**Selected extract**.

- - -

On 1 January 1861, an area of Sandøkedal Municipality (population: 857) that was adjacent to the growing town of Kragerø was annexed and transferred from Sandøkedal Municipality to Kragerø Municipality. On 1 January 1882, Sandøkedal Municipality was divided as follows: the southeastern coastal and island district (population: ) became the new Skaatø Municipality and the northwestern district (population: ) continued as a smaller Sandøkedal Municipality.

During the 1960s, there were many municipal mergers across Norway due to the work of the Schei Committee. On 1 January 1960, Sannidal Municipality was dissolved and the following areas were merged to form an enlarged Kragerø Municipality:

- all of Sannidal Municipality (population: )
- all of Kragerø Municipality (population: )
- all of Skåtøy Municipality (population: )

===Name===
The municipality is named after the old Sannidal prestegjeld. The prestegjeld was named after the Sannidal valley (Sandaukadalr) since the first Sannidal Church was built there. The first element is the genitive case of the word sandauki which means "an increase of sand". This is likely referring to some sandbanks. The last element is dalr which means "valley" or "dale".

Historically, the name of the municipality was spelled Sannikedal. In 1857, the spelling was changed to Sandøkedal. In 1889, the name was changed back to Sannikedal. On 3 November 1917, a royal resolution changed the spelling of the name of the municipality to Sannidal.

===Churches===
The Church of Norway had one parish (sokn) within Sannidal Municipality. At the time of the municipal dissolution, it was part of the Sannidal prestegjeld and the Bamble prosti (deanery) in the Diocese of Agder.

Churches in Sannidal Municipality
| Parish (sokn) | Church name | Location of the church | Year built |
|---|---|---|---|
| Sannidal | Sannidal Church | Kil | 1772 |

==Geography==
Sannidal Municipality was located just inland from the town of Kragerø. The main population centre of Sannidal was the village of Kil, which is situated at the end of the Kilsfjord. The highest point in the municipality was the 329.16 m tall mountain Store Valefjell, located on the border with Drangedal Municipality.

Drangedal Municipality was located to the west and north, Bamble Municipality was located to the northeast, Skåtøy Municipality was located to the east, Søndeled Municipality (in Aust-Agder county) was located to the south, and Gjerstad Municipality (also in Aust-Agder county) was located to the southwest.

- - -

**What is required**. According to the Sannidal Municipality text, which mountain was the highest point in the municipality? The records are separate material, unconnected to the Sannidal Municipality text.

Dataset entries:
- - -

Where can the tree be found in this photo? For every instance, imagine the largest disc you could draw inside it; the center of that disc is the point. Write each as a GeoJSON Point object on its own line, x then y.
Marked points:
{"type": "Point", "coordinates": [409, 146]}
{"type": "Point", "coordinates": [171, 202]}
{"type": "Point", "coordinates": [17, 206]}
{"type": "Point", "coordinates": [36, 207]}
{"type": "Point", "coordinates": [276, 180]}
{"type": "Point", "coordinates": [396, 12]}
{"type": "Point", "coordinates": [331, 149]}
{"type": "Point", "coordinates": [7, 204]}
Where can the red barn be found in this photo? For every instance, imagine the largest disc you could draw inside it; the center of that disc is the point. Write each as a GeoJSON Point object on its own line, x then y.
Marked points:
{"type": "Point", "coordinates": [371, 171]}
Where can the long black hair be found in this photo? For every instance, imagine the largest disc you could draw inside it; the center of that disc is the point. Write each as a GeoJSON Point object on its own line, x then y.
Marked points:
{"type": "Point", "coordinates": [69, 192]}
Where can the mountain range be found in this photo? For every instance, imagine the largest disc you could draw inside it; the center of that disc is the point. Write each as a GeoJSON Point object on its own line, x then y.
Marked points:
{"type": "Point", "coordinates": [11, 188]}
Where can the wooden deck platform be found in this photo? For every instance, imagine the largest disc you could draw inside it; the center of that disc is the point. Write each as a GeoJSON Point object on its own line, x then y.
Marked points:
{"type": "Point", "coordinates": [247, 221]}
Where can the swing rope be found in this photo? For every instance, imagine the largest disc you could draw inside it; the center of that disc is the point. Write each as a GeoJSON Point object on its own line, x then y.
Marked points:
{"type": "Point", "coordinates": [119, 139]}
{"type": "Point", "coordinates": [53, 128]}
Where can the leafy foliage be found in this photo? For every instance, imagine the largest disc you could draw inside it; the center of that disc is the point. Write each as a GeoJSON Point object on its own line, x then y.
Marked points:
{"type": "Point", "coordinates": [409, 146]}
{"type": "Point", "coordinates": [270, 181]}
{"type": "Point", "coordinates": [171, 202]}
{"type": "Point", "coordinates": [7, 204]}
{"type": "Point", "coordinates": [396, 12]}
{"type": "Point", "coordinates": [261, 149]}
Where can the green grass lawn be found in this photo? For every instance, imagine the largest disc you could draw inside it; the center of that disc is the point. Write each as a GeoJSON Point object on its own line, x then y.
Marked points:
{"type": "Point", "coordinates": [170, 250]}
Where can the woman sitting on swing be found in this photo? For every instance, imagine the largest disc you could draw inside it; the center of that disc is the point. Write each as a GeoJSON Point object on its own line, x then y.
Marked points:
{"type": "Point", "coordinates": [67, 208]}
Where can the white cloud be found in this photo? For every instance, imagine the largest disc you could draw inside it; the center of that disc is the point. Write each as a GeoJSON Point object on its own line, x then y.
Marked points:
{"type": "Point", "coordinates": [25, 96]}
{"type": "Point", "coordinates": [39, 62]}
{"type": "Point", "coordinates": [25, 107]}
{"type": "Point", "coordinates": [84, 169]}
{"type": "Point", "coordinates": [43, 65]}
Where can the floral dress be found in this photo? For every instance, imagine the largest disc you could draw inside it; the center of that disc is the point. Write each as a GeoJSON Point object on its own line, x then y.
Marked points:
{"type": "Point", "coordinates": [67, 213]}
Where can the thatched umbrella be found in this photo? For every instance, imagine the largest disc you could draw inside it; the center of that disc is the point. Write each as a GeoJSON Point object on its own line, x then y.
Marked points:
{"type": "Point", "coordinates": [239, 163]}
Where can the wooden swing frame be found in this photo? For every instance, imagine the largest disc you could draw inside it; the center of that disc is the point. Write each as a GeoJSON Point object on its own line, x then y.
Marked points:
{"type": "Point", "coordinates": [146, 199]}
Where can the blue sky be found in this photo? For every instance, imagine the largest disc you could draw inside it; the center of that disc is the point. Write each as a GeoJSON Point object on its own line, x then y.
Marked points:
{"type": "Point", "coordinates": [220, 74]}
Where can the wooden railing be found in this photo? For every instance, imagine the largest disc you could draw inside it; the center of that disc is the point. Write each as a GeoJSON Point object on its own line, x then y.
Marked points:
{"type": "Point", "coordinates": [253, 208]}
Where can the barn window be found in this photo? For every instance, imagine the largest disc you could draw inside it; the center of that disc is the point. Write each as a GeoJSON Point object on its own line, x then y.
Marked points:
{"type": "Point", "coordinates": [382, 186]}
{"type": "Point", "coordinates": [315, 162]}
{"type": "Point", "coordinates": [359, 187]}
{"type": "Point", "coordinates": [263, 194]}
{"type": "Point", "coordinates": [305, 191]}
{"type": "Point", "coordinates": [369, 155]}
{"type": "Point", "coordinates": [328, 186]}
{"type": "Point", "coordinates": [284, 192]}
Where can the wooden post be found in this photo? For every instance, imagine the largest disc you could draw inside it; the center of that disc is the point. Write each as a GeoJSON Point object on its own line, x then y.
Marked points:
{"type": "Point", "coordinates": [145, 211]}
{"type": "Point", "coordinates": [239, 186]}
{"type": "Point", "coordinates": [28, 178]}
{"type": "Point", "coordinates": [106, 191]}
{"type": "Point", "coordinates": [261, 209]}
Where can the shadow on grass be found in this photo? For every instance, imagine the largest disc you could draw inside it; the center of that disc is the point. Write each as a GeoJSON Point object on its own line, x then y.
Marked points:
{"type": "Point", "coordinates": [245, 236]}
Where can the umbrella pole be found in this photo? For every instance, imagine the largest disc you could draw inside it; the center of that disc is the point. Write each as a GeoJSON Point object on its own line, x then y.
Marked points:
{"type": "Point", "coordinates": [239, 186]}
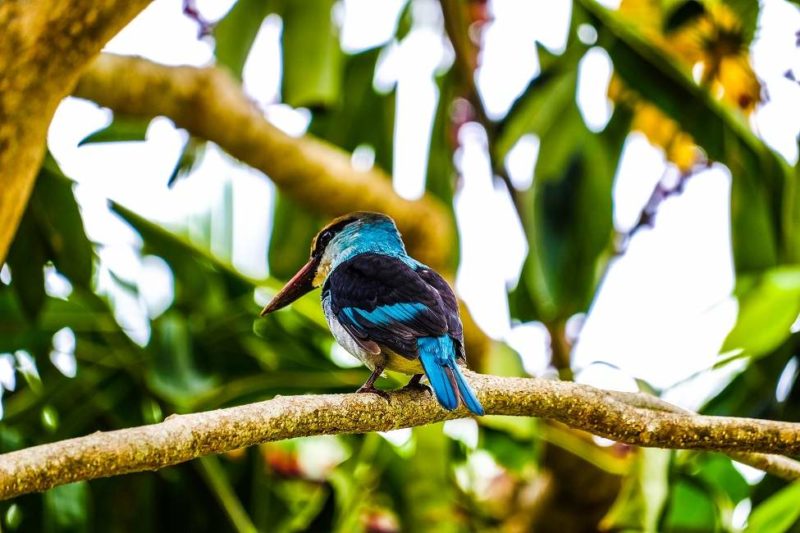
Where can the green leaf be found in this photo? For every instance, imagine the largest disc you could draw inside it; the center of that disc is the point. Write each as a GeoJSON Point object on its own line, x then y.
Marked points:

- - -

**Response box**. Store Valefjell, a 329.16 m tall mountain on the border with Drangedal Municipality.